[Exercise materials]
────

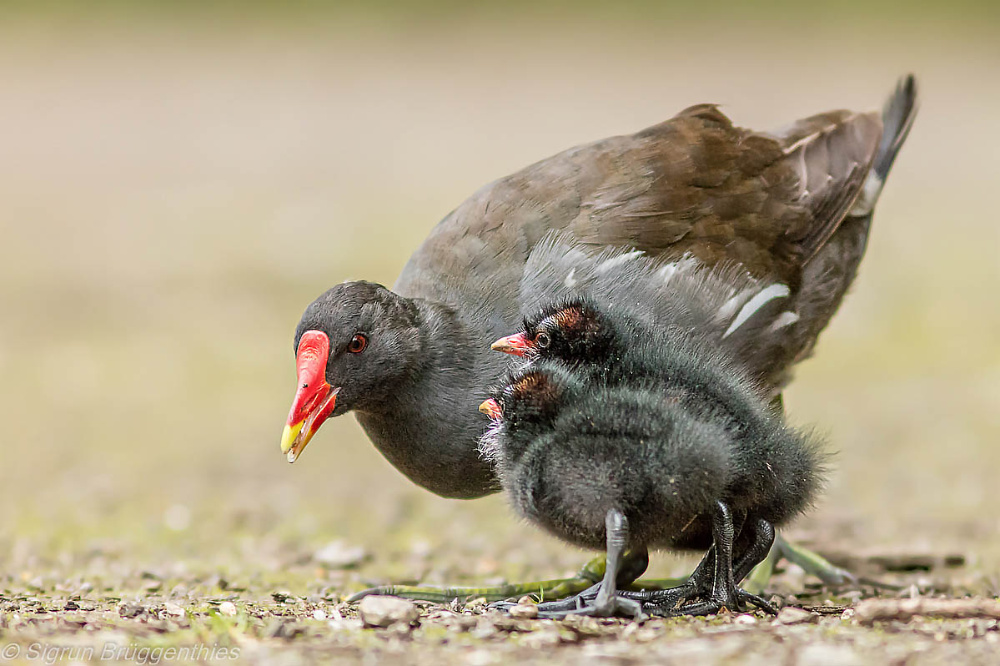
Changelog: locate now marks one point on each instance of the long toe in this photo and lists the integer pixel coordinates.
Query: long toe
(815, 564)
(754, 600)
(614, 607)
(572, 603)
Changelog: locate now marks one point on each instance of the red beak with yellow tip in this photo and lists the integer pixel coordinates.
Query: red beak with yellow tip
(517, 344)
(315, 399)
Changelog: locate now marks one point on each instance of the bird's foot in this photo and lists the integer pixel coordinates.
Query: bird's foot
(735, 601)
(590, 603)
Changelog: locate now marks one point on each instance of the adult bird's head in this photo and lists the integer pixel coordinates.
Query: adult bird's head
(352, 347)
(573, 332)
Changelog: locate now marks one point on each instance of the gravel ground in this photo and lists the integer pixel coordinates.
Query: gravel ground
(173, 194)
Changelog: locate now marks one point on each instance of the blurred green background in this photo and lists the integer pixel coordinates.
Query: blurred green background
(179, 180)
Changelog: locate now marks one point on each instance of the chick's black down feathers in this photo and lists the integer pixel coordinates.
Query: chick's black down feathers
(662, 462)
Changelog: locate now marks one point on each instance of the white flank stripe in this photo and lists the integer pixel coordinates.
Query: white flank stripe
(765, 296)
(617, 261)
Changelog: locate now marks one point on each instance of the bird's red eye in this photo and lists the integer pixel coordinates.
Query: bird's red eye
(357, 344)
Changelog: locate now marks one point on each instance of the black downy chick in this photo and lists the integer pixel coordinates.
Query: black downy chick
(627, 466)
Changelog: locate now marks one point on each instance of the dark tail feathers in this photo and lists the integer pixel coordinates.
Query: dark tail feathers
(897, 118)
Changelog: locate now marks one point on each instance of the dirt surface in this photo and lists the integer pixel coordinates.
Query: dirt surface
(172, 194)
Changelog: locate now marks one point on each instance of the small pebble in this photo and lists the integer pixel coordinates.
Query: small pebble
(792, 615)
(173, 610)
(524, 611)
(381, 611)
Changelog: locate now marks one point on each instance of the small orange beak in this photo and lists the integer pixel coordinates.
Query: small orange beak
(491, 408)
(315, 398)
(517, 344)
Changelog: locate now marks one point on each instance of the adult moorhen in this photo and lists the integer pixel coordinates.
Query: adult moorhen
(795, 204)
(664, 463)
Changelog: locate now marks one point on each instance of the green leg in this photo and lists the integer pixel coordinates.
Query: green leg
(633, 565)
(812, 563)
(761, 574)
(815, 564)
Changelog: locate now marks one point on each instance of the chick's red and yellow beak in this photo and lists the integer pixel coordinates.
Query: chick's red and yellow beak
(517, 344)
(491, 408)
(315, 398)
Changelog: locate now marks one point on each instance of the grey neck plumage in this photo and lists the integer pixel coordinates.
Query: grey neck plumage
(430, 426)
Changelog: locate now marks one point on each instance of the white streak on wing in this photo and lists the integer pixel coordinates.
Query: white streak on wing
(617, 261)
(756, 303)
(667, 272)
(786, 318)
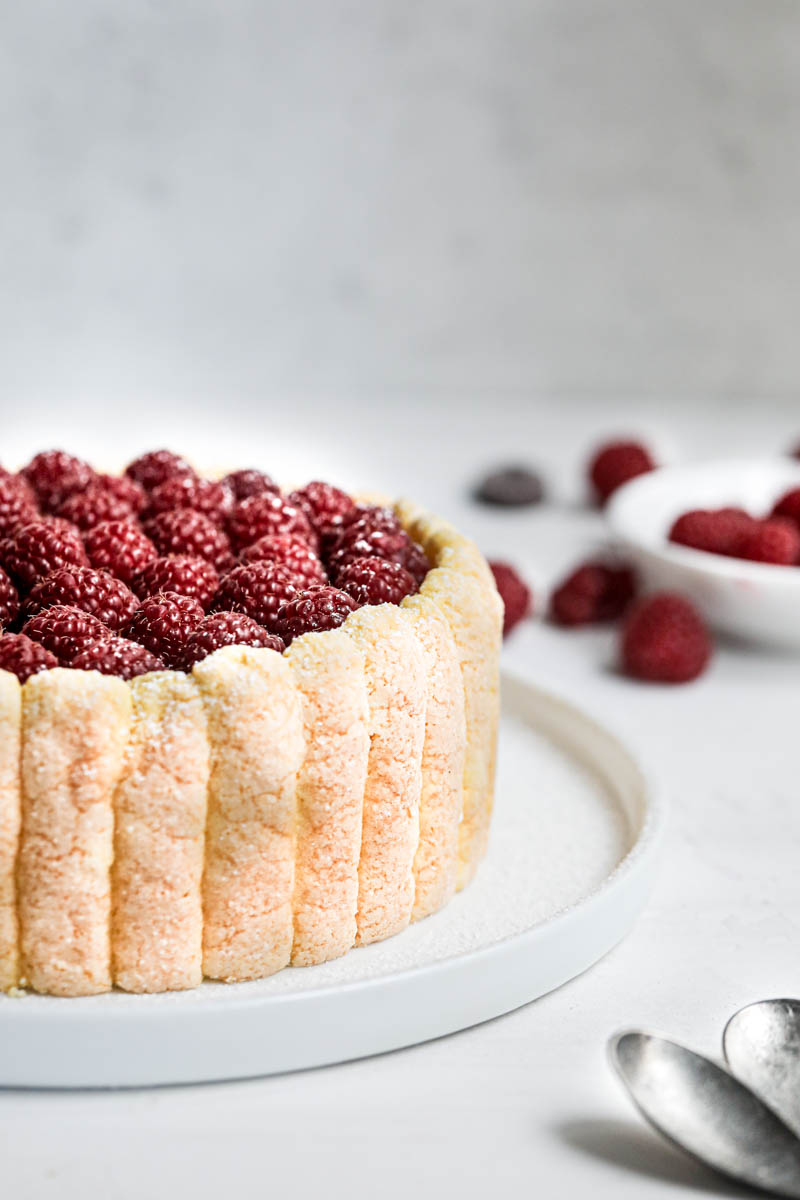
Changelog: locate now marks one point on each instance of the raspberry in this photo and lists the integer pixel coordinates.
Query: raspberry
(515, 593)
(665, 640)
(266, 513)
(227, 629)
(188, 532)
(178, 573)
(116, 655)
(258, 589)
(163, 624)
(593, 592)
(155, 467)
(313, 611)
(38, 549)
(54, 474)
(617, 462)
(119, 547)
(24, 658)
(290, 552)
(376, 581)
(82, 587)
(65, 631)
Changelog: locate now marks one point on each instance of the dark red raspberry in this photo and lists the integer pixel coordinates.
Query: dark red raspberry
(163, 624)
(118, 657)
(665, 640)
(313, 611)
(290, 552)
(227, 629)
(96, 592)
(591, 593)
(257, 589)
(155, 467)
(54, 475)
(515, 593)
(38, 549)
(376, 581)
(178, 573)
(65, 631)
(617, 462)
(119, 547)
(23, 657)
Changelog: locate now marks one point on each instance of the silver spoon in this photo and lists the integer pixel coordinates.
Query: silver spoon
(709, 1114)
(762, 1045)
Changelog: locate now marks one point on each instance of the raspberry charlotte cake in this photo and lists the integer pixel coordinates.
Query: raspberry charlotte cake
(239, 730)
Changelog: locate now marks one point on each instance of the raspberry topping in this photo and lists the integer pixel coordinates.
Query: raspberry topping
(226, 629)
(24, 658)
(313, 611)
(665, 640)
(178, 573)
(95, 592)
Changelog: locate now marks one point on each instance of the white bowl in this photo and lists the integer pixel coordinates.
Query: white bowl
(753, 600)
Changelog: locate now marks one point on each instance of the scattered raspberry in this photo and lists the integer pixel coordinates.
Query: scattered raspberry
(617, 462)
(23, 657)
(163, 624)
(258, 589)
(376, 581)
(227, 629)
(591, 593)
(118, 657)
(65, 631)
(82, 587)
(665, 640)
(515, 593)
(313, 611)
(178, 573)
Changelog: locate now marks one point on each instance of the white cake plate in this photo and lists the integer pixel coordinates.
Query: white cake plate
(572, 856)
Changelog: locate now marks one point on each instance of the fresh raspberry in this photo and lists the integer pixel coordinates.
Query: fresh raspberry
(187, 532)
(258, 589)
(617, 462)
(290, 552)
(163, 624)
(82, 587)
(227, 629)
(23, 657)
(313, 611)
(665, 640)
(54, 475)
(65, 631)
(591, 593)
(266, 513)
(118, 657)
(119, 547)
(155, 467)
(178, 573)
(376, 581)
(515, 593)
(38, 549)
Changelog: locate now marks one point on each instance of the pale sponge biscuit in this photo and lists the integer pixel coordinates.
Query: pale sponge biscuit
(330, 675)
(396, 689)
(158, 839)
(10, 820)
(74, 731)
(435, 864)
(256, 732)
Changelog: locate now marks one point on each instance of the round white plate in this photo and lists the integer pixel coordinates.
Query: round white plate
(571, 861)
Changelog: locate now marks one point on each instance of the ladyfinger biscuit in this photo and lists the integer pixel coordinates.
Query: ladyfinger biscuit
(330, 675)
(73, 736)
(396, 690)
(256, 733)
(158, 839)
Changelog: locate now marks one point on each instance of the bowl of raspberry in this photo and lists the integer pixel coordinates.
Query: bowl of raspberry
(727, 535)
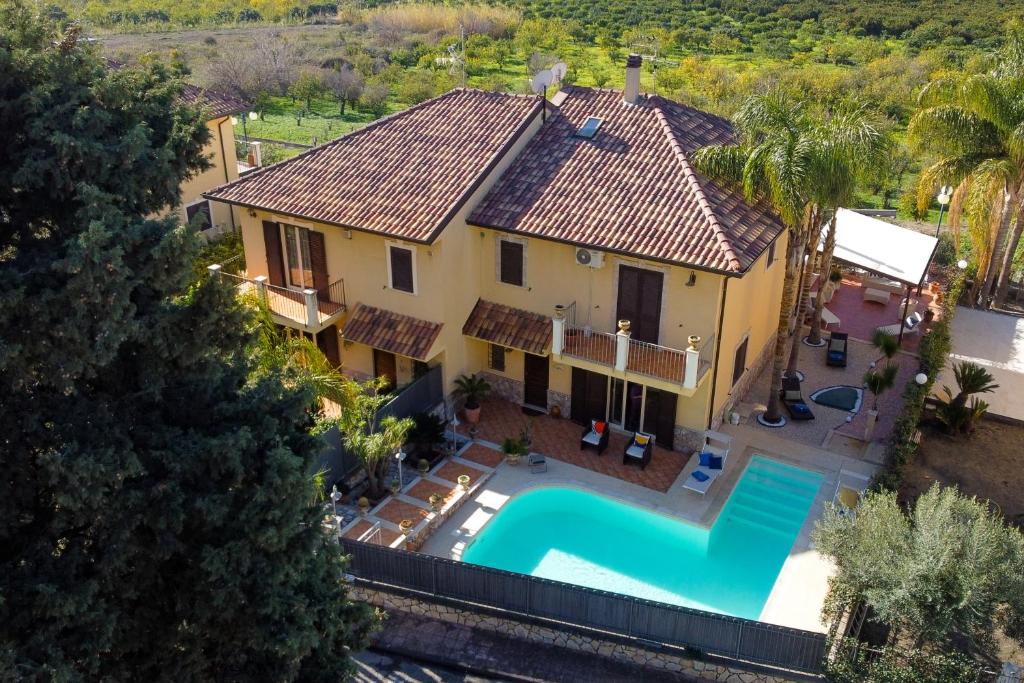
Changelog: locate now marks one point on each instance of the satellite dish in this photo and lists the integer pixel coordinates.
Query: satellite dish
(541, 81)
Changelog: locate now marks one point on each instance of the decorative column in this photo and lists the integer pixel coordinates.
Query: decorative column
(623, 345)
(312, 311)
(692, 363)
(557, 330)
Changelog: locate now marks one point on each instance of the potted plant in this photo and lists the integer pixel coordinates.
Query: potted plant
(513, 449)
(471, 388)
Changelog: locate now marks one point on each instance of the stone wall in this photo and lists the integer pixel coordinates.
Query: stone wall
(666, 660)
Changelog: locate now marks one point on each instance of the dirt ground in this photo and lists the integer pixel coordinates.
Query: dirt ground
(989, 464)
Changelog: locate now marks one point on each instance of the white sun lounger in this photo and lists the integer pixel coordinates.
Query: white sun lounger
(717, 443)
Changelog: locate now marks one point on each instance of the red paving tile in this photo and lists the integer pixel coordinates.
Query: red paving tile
(483, 456)
(387, 537)
(859, 318)
(394, 511)
(424, 488)
(560, 438)
(452, 471)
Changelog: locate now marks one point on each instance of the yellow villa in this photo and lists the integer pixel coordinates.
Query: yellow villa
(565, 249)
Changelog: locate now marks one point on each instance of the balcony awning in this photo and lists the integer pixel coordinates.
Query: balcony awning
(402, 335)
(884, 249)
(509, 327)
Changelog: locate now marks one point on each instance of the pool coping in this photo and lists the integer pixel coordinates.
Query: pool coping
(801, 586)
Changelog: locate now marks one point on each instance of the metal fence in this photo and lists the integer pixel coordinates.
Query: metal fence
(621, 615)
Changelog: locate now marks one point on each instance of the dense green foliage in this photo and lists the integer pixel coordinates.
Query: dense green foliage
(948, 570)
(155, 515)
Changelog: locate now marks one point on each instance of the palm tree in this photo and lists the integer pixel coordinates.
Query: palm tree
(975, 126)
(803, 166)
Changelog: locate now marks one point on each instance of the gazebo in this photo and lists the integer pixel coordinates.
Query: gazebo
(885, 250)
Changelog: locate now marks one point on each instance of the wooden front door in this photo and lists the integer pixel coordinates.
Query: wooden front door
(640, 301)
(659, 416)
(536, 380)
(590, 394)
(385, 366)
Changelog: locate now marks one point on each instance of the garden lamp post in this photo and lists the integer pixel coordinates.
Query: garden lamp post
(944, 197)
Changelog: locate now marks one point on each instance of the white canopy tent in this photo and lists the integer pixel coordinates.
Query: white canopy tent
(884, 249)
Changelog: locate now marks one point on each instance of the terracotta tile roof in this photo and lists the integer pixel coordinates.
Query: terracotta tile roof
(214, 103)
(510, 327)
(631, 188)
(402, 175)
(385, 330)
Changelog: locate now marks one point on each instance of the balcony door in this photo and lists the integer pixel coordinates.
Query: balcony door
(640, 301)
(305, 259)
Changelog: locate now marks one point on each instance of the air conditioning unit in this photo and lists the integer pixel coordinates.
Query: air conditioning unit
(594, 259)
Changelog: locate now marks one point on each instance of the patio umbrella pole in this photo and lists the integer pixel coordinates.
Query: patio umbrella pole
(906, 304)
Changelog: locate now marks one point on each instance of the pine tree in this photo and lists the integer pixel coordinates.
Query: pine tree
(156, 516)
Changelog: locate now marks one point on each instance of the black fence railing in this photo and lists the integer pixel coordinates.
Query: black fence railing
(622, 615)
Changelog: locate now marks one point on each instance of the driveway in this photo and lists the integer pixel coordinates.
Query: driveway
(994, 341)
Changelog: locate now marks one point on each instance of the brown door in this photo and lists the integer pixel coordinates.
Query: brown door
(274, 254)
(536, 380)
(640, 301)
(317, 262)
(385, 366)
(659, 416)
(327, 341)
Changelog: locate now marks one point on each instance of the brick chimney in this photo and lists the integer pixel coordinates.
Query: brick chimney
(632, 90)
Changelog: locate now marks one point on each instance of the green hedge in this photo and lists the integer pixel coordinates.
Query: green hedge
(933, 351)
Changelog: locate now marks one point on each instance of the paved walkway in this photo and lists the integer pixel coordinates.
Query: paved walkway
(486, 653)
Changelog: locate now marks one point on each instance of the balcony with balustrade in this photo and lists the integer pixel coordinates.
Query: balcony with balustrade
(309, 310)
(680, 371)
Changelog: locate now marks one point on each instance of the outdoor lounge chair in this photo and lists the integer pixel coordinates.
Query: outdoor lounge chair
(838, 349)
(595, 436)
(711, 462)
(910, 326)
(537, 463)
(793, 398)
(638, 450)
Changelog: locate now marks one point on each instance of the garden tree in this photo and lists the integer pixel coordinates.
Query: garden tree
(975, 126)
(803, 166)
(948, 569)
(155, 521)
(374, 98)
(373, 440)
(953, 411)
(345, 84)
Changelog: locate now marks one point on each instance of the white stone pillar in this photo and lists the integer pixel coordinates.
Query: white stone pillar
(623, 345)
(692, 363)
(557, 330)
(312, 311)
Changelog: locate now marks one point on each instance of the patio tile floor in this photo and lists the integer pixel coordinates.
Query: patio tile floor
(559, 438)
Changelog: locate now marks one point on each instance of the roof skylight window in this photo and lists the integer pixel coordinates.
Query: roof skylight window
(589, 128)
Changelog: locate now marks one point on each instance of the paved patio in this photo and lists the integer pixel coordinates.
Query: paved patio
(559, 438)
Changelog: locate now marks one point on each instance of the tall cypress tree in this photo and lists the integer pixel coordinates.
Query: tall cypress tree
(156, 506)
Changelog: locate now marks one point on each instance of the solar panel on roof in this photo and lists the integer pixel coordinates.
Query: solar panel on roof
(589, 127)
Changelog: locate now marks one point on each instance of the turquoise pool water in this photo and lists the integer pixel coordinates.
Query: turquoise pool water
(581, 538)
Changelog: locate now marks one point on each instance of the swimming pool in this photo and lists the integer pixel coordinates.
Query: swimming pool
(581, 538)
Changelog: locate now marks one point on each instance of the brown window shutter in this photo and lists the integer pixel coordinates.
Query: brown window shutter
(274, 254)
(511, 262)
(401, 268)
(317, 261)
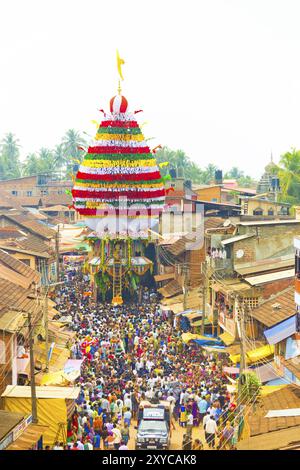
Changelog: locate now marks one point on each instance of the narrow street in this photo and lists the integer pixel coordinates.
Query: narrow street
(132, 354)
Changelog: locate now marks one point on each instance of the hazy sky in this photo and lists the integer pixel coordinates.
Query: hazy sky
(219, 79)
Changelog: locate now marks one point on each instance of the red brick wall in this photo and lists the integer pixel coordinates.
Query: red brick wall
(5, 369)
(248, 246)
(274, 287)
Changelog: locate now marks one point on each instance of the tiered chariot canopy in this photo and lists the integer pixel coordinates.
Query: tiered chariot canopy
(119, 188)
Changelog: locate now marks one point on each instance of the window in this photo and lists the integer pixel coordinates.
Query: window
(42, 179)
(258, 211)
(284, 210)
(2, 352)
(25, 261)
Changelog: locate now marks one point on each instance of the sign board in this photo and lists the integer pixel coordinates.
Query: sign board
(17, 431)
(6, 441)
(154, 413)
(73, 259)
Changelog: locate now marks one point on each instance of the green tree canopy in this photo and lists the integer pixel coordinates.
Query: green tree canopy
(10, 165)
(289, 175)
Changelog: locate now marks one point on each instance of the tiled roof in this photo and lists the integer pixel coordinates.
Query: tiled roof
(54, 199)
(27, 200)
(268, 314)
(29, 222)
(285, 398)
(17, 266)
(213, 222)
(293, 365)
(192, 240)
(10, 232)
(172, 288)
(15, 297)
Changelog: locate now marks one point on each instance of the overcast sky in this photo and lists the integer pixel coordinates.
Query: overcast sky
(219, 79)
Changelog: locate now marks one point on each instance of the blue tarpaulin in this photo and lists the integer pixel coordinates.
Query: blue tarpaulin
(208, 342)
(281, 331)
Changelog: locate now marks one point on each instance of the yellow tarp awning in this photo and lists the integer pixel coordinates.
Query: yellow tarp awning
(59, 378)
(50, 413)
(28, 438)
(267, 389)
(255, 354)
(227, 338)
(187, 337)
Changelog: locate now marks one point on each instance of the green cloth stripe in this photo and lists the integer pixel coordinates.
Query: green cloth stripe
(118, 156)
(129, 202)
(119, 130)
(105, 182)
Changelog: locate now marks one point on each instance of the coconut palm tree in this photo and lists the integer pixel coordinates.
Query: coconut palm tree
(289, 175)
(71, 143)
(10, 166)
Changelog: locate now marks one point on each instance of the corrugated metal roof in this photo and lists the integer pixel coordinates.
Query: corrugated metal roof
(293, 365)
(265, 265)
(164, 277)
(269, 222)
(268, 315)
(263, 278)
(281, 331)
(230, 286)
(18, 391)
(286, 398)
(237, 238)
(171, 289)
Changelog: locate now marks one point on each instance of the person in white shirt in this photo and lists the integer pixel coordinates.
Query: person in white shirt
(80, 445)
(211, 430)
(171, 400)
(88, 445)
(123, 447)
(128, 403)
(118, 437)
(149, 394)
(189, 423)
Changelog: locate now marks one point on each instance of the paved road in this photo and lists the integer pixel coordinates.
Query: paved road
(176, 439)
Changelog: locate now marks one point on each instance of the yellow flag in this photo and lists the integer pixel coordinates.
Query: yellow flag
(120, 62)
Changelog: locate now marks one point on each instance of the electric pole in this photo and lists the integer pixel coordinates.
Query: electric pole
(243, 364)
(206, 271)
(32, 377)
(46, 323)
(185, 282)
(57, 254)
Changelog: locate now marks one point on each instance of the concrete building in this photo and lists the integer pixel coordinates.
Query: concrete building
(35, 186)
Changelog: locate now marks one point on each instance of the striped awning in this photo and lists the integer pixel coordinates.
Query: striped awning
(227, 338)
(281, 331)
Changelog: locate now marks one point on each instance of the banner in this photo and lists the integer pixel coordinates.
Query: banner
(73, 259)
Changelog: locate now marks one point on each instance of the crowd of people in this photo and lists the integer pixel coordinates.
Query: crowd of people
(133, 354)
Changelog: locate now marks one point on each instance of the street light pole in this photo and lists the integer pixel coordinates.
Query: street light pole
(32, 377)
(46, 321)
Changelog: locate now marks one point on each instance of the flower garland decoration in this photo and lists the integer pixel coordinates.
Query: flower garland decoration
(119, 164)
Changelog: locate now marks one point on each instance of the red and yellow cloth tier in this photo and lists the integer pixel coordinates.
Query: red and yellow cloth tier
(118, 164)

────

[Written task]
Could you rewrite the material from the line that has "of the striped" through the end, keeping every line but raising each pixel coordinate by 113? Only the coordinate values should change.

[Solution for this exercise]
Changelog: locate now marks one point on each instance of the striped awning in this photo and lists the integer pixel coordinates.
Query: striped awning
(340, 451)
(394, 444)
Changelog: locate now marks one point on each instance of the banner in this photo and lists the integer pixel coordinates.
Query: banner
(186, 372)
Changelog: locate now marks one point on each instance of the crowd of people in this photo and lists the integer pixel coordinates.
Query: crowd of people
(246, 467)
Changelog: locate now marks one point on each instance of the street light pole in this photo and lists the integer pixel coordinates.
Query: street light pole
(145, 490)
(159, 434)
Changelog: locate now marks one point on each instance of the flower garland decoration in this photo and lists the integer pixel coordinates.
Query: flower garland decoration
(232, 277)
Changelog: locate now marks one point on each instance of the red and yellow cloth tier in this photo and lists the integer pixel coordinates.
Query: red and yellow cloth tier
(231, 277)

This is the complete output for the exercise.